Exercise brief
Your answer must be one number: the count of lines below that hold the word "negative".

Information given
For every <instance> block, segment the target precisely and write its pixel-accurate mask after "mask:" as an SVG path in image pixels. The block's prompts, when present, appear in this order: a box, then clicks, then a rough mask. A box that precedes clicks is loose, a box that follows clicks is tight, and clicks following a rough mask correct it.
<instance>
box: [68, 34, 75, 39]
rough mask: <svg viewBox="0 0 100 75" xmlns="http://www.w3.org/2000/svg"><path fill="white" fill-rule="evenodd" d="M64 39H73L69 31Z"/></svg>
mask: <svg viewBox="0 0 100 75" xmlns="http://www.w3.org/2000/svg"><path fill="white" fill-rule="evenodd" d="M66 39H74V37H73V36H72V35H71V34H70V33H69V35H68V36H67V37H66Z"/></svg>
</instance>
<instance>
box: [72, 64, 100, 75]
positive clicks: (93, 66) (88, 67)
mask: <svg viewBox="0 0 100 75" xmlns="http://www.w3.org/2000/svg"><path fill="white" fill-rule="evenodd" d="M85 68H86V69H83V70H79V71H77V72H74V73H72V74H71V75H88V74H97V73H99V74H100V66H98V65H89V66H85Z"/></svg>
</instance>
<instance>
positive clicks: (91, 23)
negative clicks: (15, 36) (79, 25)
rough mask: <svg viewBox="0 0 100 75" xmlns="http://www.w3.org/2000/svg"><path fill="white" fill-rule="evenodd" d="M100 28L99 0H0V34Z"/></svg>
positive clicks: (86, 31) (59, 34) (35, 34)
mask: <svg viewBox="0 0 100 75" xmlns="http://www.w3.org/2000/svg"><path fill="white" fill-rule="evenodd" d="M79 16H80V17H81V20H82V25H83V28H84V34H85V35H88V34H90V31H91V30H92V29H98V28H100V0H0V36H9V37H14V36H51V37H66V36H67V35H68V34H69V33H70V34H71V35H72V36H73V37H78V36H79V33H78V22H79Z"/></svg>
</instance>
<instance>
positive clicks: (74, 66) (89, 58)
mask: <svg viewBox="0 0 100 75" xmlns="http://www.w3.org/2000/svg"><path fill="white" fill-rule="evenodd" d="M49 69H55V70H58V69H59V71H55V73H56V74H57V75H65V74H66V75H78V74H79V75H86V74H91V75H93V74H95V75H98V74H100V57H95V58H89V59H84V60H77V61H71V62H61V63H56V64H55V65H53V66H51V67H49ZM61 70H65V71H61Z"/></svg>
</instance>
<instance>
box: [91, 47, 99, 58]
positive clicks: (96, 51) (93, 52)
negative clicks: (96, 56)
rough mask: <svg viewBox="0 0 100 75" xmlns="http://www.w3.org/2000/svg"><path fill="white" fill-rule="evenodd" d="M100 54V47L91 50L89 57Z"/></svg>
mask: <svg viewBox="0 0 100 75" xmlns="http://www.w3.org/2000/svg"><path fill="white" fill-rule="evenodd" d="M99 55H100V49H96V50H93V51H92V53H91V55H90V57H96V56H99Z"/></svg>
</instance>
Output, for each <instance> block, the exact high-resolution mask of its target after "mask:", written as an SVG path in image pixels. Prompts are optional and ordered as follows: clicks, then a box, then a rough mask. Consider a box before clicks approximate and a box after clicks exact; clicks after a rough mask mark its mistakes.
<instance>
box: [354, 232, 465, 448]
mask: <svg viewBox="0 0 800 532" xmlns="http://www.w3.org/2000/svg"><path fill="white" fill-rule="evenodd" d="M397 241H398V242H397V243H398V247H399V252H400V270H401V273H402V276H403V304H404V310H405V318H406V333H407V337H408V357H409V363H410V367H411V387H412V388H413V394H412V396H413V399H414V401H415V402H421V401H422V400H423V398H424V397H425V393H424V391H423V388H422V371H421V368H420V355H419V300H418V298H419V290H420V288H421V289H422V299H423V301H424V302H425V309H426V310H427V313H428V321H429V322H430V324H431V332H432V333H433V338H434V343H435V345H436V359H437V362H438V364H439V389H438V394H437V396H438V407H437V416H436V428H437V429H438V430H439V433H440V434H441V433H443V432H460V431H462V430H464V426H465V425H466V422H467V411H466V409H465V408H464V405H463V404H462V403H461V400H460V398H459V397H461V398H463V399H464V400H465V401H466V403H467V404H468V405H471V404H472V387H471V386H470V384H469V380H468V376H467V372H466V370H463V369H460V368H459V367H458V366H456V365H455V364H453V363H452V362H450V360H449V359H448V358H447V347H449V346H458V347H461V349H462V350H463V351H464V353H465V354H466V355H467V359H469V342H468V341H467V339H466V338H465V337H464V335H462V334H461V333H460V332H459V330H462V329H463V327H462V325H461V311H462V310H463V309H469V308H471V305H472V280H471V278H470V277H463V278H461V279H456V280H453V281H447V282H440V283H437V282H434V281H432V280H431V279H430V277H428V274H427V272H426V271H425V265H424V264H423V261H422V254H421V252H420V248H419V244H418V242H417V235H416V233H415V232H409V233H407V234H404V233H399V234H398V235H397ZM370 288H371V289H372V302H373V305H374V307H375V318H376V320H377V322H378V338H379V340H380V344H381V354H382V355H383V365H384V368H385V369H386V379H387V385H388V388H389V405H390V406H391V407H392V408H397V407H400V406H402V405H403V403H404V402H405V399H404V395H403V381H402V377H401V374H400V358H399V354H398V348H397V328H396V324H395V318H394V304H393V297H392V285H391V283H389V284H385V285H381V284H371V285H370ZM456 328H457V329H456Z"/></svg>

Written solution
2